Given request A:
Transcribe the part of the court opinion between "NOT FOR PUBLICATION." and "District Judge, Presiding.", inclusive.
Given request B:
Check each statement against the court opinion, answering yes or no and quoting the words that decide it: (i) The appeal was argued and submitted on December 7, 2001. (ii) The Court of Appeals reversed the dismissal of the habeas corpus petition. (iii) Schwarzer is a Senior District Judge from the Central District of California.
Given request C:
Name every judge who appears in the court opinion.

Provided text:
········

United States Court of Appeals, Ninth Circuit
Jan 30, 2002
30 F. App'x 713 (9th Cir. 2002)

Opinion


30 Fed.Appx. 713 (9th Cir. 2002) Tony L. BREWER, Petitioner-Appellant, v. Susan YEARWOOD, Warden; Attorney General of the State of California, Respondents-Appellees. No. 00-56760. D.C. No. CV-98-04757-CBM. United States Court of Appeals, Ninth Circuit. January 30, 2002

Argued and Submitted December 7, 2001.

NOT FOR PUBLICATION. (See Federal Rule of Appellate Procedure Rule 36-3)

State prisoner filed petition for writ of habeas corpus. The United States District Court Central District of California, Consuelo B. Marshall, J., dismissed petition, and petitioner appealed. The Court of Appeals held that: (1) arrestee's statement that "I'll answer what I want" was not ambiguous as to whether he was invoking his right to remain silent; (2) statement was not selective invocation of his right to silence; and (3) officers were not obliged to provide fresh Miranda warnings to arrestee before second interview.

Affirmed.

Appeal from the United States District Court Central District of California, Consuelo B. Marshall, District Judge, Presiding.

Before BEEZER and WARDLAW, Circuit Judges, and SCHWARZER, Senior District Judge.

The Honorable William W. Schwarzer, Senior United States District Judge for the Northern District of California, sitting by designation.

MEMORANDUM

This disposition is not appropriate for publication and may not be cited to or by the courts of this circuit except as may be provided by Ninth Circuit Rule 36-3.

Tony Lee Brewer appeals the district court's dismissal of his habeas corpus petition. We affirm.

········

Image listing for named regions:
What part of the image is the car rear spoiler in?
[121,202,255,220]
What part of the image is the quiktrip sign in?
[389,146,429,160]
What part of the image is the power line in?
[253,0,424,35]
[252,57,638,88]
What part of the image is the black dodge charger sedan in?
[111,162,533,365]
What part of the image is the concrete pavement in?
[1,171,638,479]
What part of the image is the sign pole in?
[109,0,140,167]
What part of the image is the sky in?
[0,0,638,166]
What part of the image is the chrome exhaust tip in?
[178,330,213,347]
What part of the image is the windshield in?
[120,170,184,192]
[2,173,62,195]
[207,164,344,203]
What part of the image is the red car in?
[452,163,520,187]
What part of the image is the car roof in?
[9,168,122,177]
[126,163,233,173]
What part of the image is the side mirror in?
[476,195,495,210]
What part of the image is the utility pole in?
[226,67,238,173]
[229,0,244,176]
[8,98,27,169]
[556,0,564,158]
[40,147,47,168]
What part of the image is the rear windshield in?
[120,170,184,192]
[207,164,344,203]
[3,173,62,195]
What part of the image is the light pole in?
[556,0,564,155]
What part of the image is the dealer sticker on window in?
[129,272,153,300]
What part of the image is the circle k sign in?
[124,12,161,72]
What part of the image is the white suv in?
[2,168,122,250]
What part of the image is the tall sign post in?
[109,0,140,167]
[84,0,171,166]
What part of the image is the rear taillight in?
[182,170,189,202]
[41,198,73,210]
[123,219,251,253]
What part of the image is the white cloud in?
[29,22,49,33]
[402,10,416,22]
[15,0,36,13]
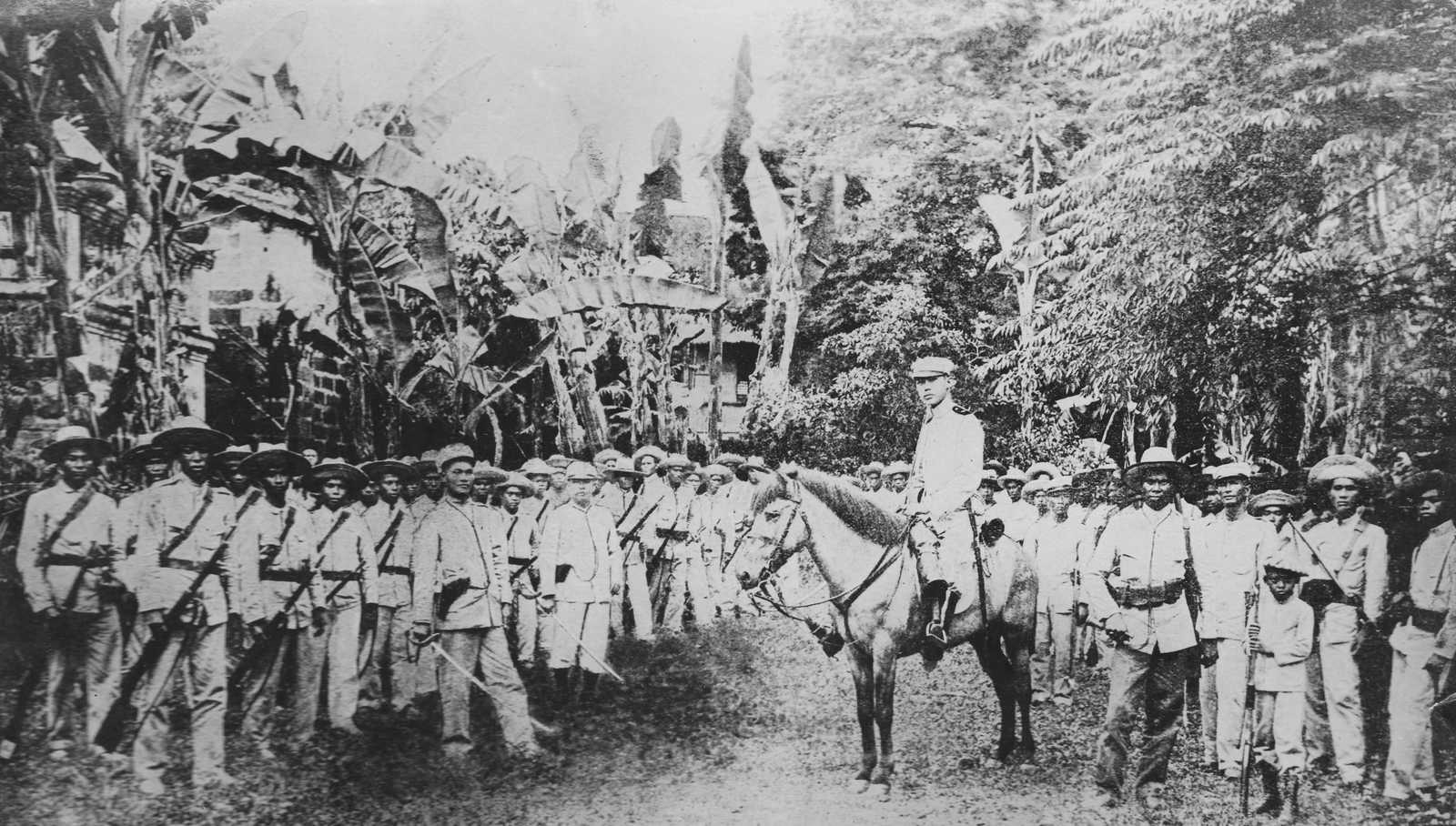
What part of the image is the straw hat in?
[41,425,111,462]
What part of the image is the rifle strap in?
[35,484,96,561]
[157,488,213,567]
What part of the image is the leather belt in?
[1107,579,1184,608]
[41,554,106,569]
[1410,608,1446,634]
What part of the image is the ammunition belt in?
[1410,608,1446,634]
[258,570,308,583]
[39,554,106,569]
[1107,579,1184,608]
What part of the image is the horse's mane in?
[753,468,908,545]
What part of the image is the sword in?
[551,610,628,685]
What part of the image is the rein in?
[748,483,910,621]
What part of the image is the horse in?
[730,468,1036,800]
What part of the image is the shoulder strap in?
[158,488,213,563]
[35,484,96,567]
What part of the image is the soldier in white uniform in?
[1383,471,1456,801]
[1296,455,1386,787]
[905,357,986,663]
[124,416,240,795]
[541,462,622,704]
[359,459,420,710]
[1198,462,1279,778]
[15,426,126,758]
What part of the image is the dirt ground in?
[0,618,1456,826]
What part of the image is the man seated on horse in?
[905,357,986,661]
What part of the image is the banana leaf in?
[505,272,728,321]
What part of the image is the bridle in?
[745,480,910,621]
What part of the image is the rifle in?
[95,518,228,751]
[0,542,86,761]
[1239,581,1259,817]
[228,510,348,690]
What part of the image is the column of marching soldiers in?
[0,418,752,795]
[7,418,1456,821]
[850,448,1456,821]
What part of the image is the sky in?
[197,0,825,209]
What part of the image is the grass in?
[0,618,1456,826]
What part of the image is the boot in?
[581,670,602,705]
[920,579,949,663]
[804,620,844,658]
[1279,771,1299,823]
[1254,761,1283,814]
[551,669,571,709]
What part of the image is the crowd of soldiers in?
[5,380,1456,821]
[5,418,762,795]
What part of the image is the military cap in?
[1123,448,1188,489]
[475,459,510,488]
[910,357,956,378]
[1026,462,1061,478]
[566,462,602,481]
[435,442,475,473]
[238,442,311,478]
[41,425,111,462]
[303,457,369,491]
[1204,462,1254,481]
[1249,490,1299,517]
[1309,454,1380,488]
[151,416,233,454]
[359,459,420,481]
[632,445,667,466]
[497,473,536,496]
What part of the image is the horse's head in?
[730,467,810,590]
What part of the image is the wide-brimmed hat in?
[41,425,111,462]
[632,445,667,467]
[303,457,369,493]
[662,454,693,469]
[1203,462,1254,481]
[566,462,602,481]
[207,445,253,473]
[1249,490,1299,517]
[151,416,233,454]
[121,433,172,466]
[359,459,420,481]
[1026,462,1061,478]
[495,473,536,496]
[1306,454,1380,489]
[435,442,475,473]
[1123,448,1188,490]
[238,442,311,478]
[475,461,510,489]
[996,467,1026,488]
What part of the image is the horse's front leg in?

········

Expected output A:
NOT FOR PUBLICATION. (See Federal Rule of Appellate Procedure Rule 36-3)

State prisoner filed petition for writ of habeas corpus. The United States District Court Central District of California, Consuelo B. Marshall, J., dismissed petition, and petitioner appealed. The Court of Appeals held that: (1) arrestee's statement that "I'll answer what I want" was not ambiguous as to whether he was invoking his right to remain silent; (2) statement was not selective invocation of his right to silence; and (3) officers were not obliged to provide fresh Miranda warnings to arrestee before second interview.

Affirmed.

Appeal from the United States District Court Central District of California, Consuelo B. Marshall, District Judge, Presiding.

Expected output B:
(i) Yes: "Argued and Submitted December 7, 2001."
(ii) No: "We affirm."
(iii) No: "Senior United States District Judge for the Northern District of California, sitting by designation."

Expected output C:
Consuelo B. Marshall, Beezer, Wardlaw, William W. Schwarzer